→ **Excerpted passage**
Stefan Pohlit, preface to the 4th string quartet, Rain, 2017


    Within the global music of today, the composer Stefan Pohlit (born 1976) proposes an exceptional shift of paradigms. The apparent contradictions between cultural heritage and modernism appear reconciled, the dehumanizing forces of materialistic technocracy overcome by a “Green New Deal” of sustainability which he himself has called “Epistemology of Tone”.

    Beneath the quantum-foam of the “new music”, his work may be summarized as an attempt to bring sound back to life, to resurrect serious inquiry into the human psyché at a time when advanced music is threatened, unlike ever before, by loose capitalism and self-serving policies. Since Pohlit‘s return to Germany, collaborations with world-class performers such as the Sonar Quartet, Klangforum Heidelberg, Ensemble Risonanze Erranti, the SWR-Vokalensemble Stuttgart, the kanun virtuoso Tahir Aydoğdu, the trumpet player Nenad Markovic, and the pianist David Ezra Okonşar, with orchestras such as the Staatsphilharmonie Rheinland-Pfalz and the hr-Sinfonieorchester Frankfurt have documented the growing interest in his contribution.

    Hinted by his unusual biography, Pohlit‘s music has been classified using attributes such as “cross-”, “inter-”, “trans-cultural” and the likes, often by highlighting his engagement with Oriental music and mythology. To fit his case, however, the polarity implied by such concepts must be discarded: Pohlit‘s music neither opposes nor juxtaposes its different roots; it always merges them into unity, into one single (though highly individual) “tree”, so to speak. Because Pohlit transcends nationality, he has often been met with misunderstandings by those who still see composers as representatives of a certain country within conventional state frontiers.


    As the renowned musicologist Prof. Dr. Rudolf Frisius has observed (2019):

    Pohlit‘s completely independent, nuanced musical language convinces especially because (unlike older e. g. such as Klaus Huber’s intercultural approaches) it does not arise from the confrontation of the (supposedly) known and the (supposedly or actually) foreign, but within a completely novel premise of thinking about music, by integrating melody, harmony, and polyphony in a completely new way from the start.

Mersin, 2005: with Prof. Nevit Kodallı (center) and his son, the conductor Murat Kodallı (left), Pohlit‘s host (photo: Olcay Kodallı)
Karlsruhe, 2008: with Prof. Dr. Rudolf Frisius (photo: Korinna Rahls-Frisius)

→ **Task brief**
Reproduce word for word the part of the preface starting with "As the renowned" and going on through "(photo: Olcay Kodallı)".

→ **Study material**
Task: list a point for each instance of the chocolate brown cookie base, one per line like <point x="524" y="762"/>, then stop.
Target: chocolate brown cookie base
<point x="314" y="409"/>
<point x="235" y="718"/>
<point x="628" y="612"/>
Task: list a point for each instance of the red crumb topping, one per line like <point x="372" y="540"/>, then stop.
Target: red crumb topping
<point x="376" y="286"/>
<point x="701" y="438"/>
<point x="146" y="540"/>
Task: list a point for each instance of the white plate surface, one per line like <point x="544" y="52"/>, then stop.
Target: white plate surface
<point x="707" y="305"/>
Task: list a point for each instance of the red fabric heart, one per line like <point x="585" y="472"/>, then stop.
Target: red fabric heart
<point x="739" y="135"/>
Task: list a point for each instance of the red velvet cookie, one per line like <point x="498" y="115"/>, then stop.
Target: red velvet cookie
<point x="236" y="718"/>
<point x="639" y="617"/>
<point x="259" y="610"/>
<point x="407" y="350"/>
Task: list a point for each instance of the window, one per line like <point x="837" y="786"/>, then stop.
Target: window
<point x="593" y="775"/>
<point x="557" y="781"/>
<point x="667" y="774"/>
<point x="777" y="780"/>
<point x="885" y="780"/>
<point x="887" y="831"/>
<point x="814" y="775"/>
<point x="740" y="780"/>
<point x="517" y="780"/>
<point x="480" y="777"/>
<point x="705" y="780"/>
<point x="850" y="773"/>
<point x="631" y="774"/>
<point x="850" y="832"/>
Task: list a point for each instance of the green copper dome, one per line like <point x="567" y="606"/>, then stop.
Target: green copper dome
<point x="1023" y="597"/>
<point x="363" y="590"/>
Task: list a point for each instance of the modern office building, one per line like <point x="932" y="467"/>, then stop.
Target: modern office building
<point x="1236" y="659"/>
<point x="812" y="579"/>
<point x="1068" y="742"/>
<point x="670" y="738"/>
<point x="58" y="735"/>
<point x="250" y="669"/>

→ **Output of the exercise**
As the renowned musicologist Prof. Dr. Rudolf Frisius has observed (2019):

    Pohlit‘s completely independent, nuanced musical language convinces especially because (unlike older e. g. such as Klaus Huber’s intercultural approaches) it does not arise from the confrontation of the (supposedly) known and the (supposedly or actually) foreign, but within a completely novel premise of thinking about music, by integrating melody, harmony, and polyphony in a completely new way from the start.

Mersin, 2005: with Prof. Nevit Kodallı (center) and his son, the conductor Murat Kodallı (left), Pohlit‘s host (photo: Olcay Kodallı)